> _Text extract_:

BEGIN

There are nice things about not working regularly: not having to get up early every day, not dealing with a commute twice a day, having free time for other interests and pursuits.
Next week I'll be heading back to New York. This trip is structured around a play I'm seeing. I started planning this back in January, before I knew I would be getting laid off, and since I'd already bought the theater ticket, which is nonrefundable, I decided to proceed.
Actually, planning for this trip started back in November, when I learned that this particular play would be performed again. It's being presented at the Public Theater by a company called Elevator Repair Service. The play is called Gatz, and the best description I can offer is that it is a performance of the entire novel The Great Gatsby. Every word in the book is spoken onstage over the course of about six and a half hours (plus two intermissions and a dinner break!).
I first learned about this show over two years ago, when ERS was performing it at the American Repretory Theater in Cambridge. I didn't find out about it until the final week of the run, and there were no tickets available anyway. When the Mrs. and I were in New York in November of 2010, they happened to be performing it at the Public Theater, but by that point the entire run was sold out, and the Mrs. had no interest in seeing it regardless.

END

> _Required work_:
[1] Translate this sentence from the post about Gatz into Spanish: "This trip is structured around a play I'm seeing."
[2] Continue the post about Gatz from its last sentence, in the same first-person voice.
The material that comes after the post about Gatz is separate from it.

> _Data extract_:
BEGIN

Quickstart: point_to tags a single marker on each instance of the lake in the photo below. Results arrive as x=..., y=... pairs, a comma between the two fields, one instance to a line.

END

> _Answers to the tasks_:
[1] Este viaje está organizado en torno a una obra de teatro que voy a ver.

[2]
Her lack of interest (perfectly understandable—not everyone is a fan of the book, and not everyone wants to sit in a theater for that long), along with the demands of her school work, led me to decide to make this trip solo. Others think I'm a bit nuts for wanting to see this show, but The Great Gatsby is one of the most important works of literature of the 20th century, and I've always had a deep affection for it. This is a very unusual performance, so when the opportunity to see it arose again, with time for me to plan for it, I had to do it.
(The movie version of the book that's coming out this Christmas, directed by Baz Luhrman and shot in 3-D, is probably going to be a disaster—I mean, Leonardo DiCaprio as Gatsby, really?—but I'll have to see it too. The 1974 version wasn't good either, but at least casting Robert Redford as Gatsby made some sense.)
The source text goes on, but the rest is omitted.